→ EXTRAIT DU TEXTE:
-=-=-

Je savais que vous vous montreriez particulièrement intéressés par la question du financement. Nous n'avons certes pas pu répondre à tous les problèmes, non plus qu'à toutes vos interrogations.
En préambule, il existe un vrai potentiel et je ne suis pas absolument certaine que nous en ayons pris l'exacte mesure. C'est pourquoi l'une de nos premières propositions vise à réaliser une étude macro-économique sur les questions énergétiques. Je vous rappelle qu'un euro investi dans la lutte contre la précarité énergétique fait économiser quarante-deux centimes de frais de santé. Je le répète : la deuxième source de financement, après l'efficacité énergétique, c'est la lutte contre le gaspillage, dont nous sommes loin d'avoir pris en compte l'ampleur. Il s'agit là d'un enjeu considérable, dans le secteur public comme dans le privé.
La fixation des normes dans l'industrie revêt une grande importance. À ce propos, je vous invite à lire la page de notre avis consacrée aux moteurs montrant que 70 % d'entre eux sont surdimensionnés.
Jusqu'à présent, le tiers investissement n'a pas été un succès absolu et je comprends vos doutes. Néanmoins, nous n'avons pas été au bout de ses potentialités. Les parties prenantes doivent réfléchir et innover. Des expérimentations sont en cours – vous avez parlé des SEM – mais elles sont rapidement impuissantes faute d'effet de levier. Si, demain, nous disposons d'un véritable programme d'investissement en faveur de l'efficacité énergétique, nous pourrons bénéficier de taux bonifiés et la situation sera incomparable à celle d'aujourd'hui. Il en est de même s'agissant des contrats de performance énergétique. Il n'y a aucune raison pour que de véritables contrats – où les mêmes ne vendent pas forcément à la fois la performance énergétique et l'énergie – connaissent l'échec dans notre pays alors qu'ils ont fait leurs preuves ailleurs.
Nous n'avons pas pu traiter l'ensemble de la fiscalité écologique, précieux outil auquel je souscris à titre personnel. Quoi qu'il en soit, nous avons besoin de l'éco-conditionnalité des aides publiques. Il n'est plus possible de distribuer l'argent public sans assurance de l'efficacité des résultats obtenus.
J'approuve les propos tenus sur l'opacité des CEE mais, comme M. Denis Baupin, nous ne souhaitons pas pour autant qu'ils soient purement et simplement abolis. Il faut les réviser car, s'ils restent à ce point abscons, ils ne fonctionneront pas. Les consommateurs sont perdus et constatent des effets d'aubaine incompatibles avec une réelle efficacité énergétique. Des contrôles s'imposent. Il n'est pas question d'usines à gaz mais, si éco-conditionnalité il y a, des vérifications doivent s'effectuer comme dans d'autres pays.

-=-=-

→ CONSIGNE ÉCRITE 1:
Quelles lignes des enregistrements contiennent la chaîne « block » ? Recopiez-les toutes.

→ DONNÉES AFFICHÉES:
-=-=-

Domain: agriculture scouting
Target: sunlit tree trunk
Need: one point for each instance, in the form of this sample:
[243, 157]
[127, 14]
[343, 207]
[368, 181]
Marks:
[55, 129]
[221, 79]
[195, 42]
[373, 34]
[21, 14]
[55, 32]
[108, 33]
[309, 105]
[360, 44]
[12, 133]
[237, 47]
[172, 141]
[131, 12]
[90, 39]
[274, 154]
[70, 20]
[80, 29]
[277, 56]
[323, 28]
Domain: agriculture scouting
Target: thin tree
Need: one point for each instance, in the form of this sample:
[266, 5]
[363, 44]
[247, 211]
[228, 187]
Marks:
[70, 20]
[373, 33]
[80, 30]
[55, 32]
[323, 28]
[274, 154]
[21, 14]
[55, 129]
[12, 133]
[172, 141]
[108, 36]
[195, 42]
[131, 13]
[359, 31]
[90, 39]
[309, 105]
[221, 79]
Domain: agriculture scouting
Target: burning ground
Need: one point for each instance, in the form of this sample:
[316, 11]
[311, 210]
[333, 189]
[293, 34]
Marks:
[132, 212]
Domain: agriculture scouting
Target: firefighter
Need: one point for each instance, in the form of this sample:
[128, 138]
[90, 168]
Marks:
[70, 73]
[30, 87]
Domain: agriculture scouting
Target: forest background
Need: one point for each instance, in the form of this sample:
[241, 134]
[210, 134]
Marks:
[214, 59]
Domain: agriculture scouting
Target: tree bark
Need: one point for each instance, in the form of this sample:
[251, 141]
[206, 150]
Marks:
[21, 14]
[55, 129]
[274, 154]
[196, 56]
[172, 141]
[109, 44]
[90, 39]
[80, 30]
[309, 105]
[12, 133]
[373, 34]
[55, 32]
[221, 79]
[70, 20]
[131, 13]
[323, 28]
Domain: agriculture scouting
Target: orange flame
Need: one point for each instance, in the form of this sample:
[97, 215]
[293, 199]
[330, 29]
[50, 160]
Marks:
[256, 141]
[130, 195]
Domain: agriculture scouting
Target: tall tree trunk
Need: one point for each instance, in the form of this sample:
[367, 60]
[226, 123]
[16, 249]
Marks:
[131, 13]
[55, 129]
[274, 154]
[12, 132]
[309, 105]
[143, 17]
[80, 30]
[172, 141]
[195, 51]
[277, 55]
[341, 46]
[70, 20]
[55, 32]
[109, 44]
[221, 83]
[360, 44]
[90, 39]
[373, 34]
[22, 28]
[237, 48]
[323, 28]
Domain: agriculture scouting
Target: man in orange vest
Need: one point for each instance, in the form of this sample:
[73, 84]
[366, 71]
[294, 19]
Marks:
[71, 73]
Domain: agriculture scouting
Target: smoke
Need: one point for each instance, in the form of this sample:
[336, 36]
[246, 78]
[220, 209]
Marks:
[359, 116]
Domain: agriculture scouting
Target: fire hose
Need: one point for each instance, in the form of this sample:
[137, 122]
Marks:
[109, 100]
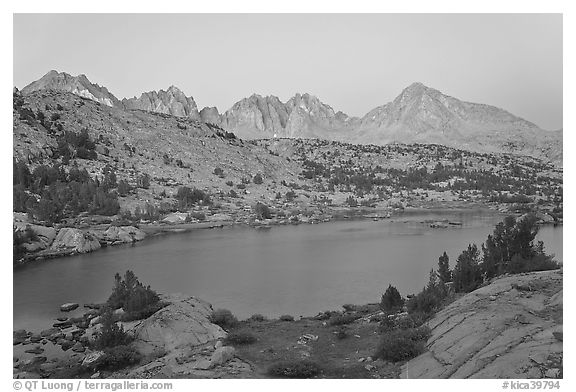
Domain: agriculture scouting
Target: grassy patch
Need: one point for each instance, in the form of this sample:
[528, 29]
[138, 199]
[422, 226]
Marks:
[344, 319]
[402, 344]
[295, 369]
[239, 338]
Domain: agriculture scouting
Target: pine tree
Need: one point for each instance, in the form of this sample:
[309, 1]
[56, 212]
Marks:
[391, 300]
[467, 275]
[444, 272]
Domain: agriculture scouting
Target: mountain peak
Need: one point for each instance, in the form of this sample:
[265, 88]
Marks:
[78, 85]
[172, 101]
[174, 89]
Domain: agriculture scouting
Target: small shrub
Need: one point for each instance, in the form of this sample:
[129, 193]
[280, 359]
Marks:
[391, 299]
[387, 324]
[342, 333]
[295, 369]
[344, 319]
[257, 317]
[143, 313]
[198, 215]
[262, 211]
[118, 357]
[223, 318]
[110, 334]
[413, 320]
[239, 338]
[219, 172]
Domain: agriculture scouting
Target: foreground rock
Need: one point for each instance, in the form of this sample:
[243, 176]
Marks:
[507, 329]
[67, 307]
[182, 323]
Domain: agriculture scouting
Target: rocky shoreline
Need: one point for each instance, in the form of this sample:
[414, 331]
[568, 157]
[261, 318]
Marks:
[471, 338]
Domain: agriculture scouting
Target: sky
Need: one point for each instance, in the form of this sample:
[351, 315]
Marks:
[352, 62]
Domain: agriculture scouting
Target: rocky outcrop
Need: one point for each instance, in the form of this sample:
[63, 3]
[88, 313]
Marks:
[70, 240]
[172, 101]
[184, 322]
[79, 85]
[507, 329]
[210, 115]
[39, 237]
[122, 235]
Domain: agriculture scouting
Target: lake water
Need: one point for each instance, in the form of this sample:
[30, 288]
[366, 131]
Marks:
[297, 270]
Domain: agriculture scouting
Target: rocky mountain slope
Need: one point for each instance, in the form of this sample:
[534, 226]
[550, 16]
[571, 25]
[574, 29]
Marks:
[511, 328]
[424, 115]
[418, 115]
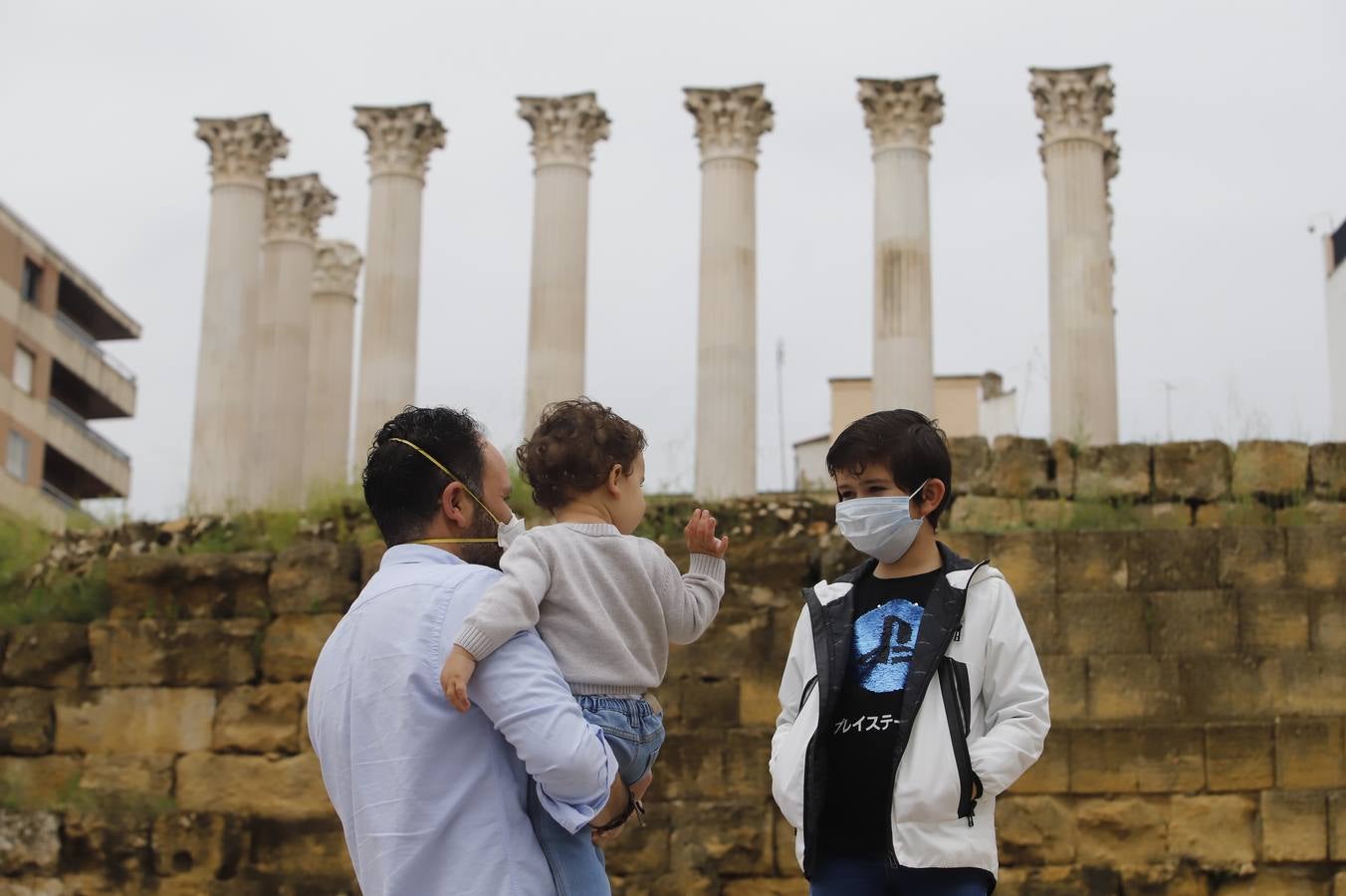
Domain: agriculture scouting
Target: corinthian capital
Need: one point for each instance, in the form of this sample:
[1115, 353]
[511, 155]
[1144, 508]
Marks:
[901, 113]
[241, 149]
[400, 137]
[1071, 104]
[564, 128]
[336, 267]
[729, 122]
[295, 206]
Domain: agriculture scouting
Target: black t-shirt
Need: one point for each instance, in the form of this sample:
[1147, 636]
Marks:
[861, 735]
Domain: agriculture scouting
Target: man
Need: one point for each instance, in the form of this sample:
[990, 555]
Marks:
[434, 800]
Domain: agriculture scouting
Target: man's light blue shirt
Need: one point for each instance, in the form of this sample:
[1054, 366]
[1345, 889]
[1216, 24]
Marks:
[432, 800]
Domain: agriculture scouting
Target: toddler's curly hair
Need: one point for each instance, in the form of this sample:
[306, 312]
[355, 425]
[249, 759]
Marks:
[573, 448]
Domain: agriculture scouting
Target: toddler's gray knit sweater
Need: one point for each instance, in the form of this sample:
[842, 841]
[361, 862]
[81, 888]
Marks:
[606, 604]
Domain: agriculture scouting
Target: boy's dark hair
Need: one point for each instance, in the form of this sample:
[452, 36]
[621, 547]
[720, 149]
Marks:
[573, 448]
[907, 443]
[402, 489]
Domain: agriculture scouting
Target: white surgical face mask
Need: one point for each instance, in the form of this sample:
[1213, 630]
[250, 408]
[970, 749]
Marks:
[508, 532]
[879, 527]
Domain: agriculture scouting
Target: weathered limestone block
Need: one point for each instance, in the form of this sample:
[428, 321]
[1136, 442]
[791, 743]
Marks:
[1123, 831]
[26, 723]
[39, 782]
[1193, 622]
[302, 849]
[1252, 558]
[1090, 561]
[1238, 757]
[1134, 686]
[1027, 560]
[47, 654]
[314, 577]
[1035, 830]
[193, 585]
[1104, 622]
[293, 643]
[1293, 825]
[1270, 470]
[971, 458]
[1272, 622]
[731, 838]
[260, 720]
[1178, 560]
[1193, 471]
[1147, 761]
[1327, 470]
[1315, 558]
[144, 720]
[138, 774]
[197, 845]
[198, 651]
[29, 842]
[1310, 753]
[284, 788]
[1217, 831]
[1020, 468]
[1105, 473]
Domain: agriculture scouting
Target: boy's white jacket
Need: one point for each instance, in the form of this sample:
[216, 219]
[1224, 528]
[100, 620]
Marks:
[1003, 717]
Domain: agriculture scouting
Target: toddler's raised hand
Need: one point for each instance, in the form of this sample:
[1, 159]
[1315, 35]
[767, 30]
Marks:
[700, 536]
[454, 677]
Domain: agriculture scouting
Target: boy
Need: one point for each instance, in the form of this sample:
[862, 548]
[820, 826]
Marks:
[920, 678]
[607, 604]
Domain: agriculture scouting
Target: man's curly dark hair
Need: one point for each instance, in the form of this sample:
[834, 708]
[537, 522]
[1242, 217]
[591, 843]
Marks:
[573, 448]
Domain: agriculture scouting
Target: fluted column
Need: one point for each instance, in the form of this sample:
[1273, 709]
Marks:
[564, 132]
[332, 343]
[1079, 157]
[899, 115]
[729, 125]
[280, 358]
[241, 151]
[400, 141]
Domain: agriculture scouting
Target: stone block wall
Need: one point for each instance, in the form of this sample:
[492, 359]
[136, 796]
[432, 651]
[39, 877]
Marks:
[1198, 684]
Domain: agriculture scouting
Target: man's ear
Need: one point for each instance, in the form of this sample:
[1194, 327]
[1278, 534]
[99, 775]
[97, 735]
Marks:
[452, 501]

-=-=-

→ CONSIGNE ÉCRITE 2:
Répondez à ces questions sur l'extrait :
(a) Combien un euro investi dans la lutte contre la précarité énergétique fait-il économiser en frais de santé ?
(b) Quelle proportion des moteurs est surdimensionnée, selon la page de l'avis mentionnée ?
(c) Quelle personne est citée comme ne souhaitant pas non plus l'abolition pure et simple des CEE ?

→ RÉPONSE 1:
Target: weathered limestone block
Target: stone block wall

→ RÉPONSE 2:
(a) Quarante-deux centimes.
(b) 70 %.
(c) M. Denis Baupin.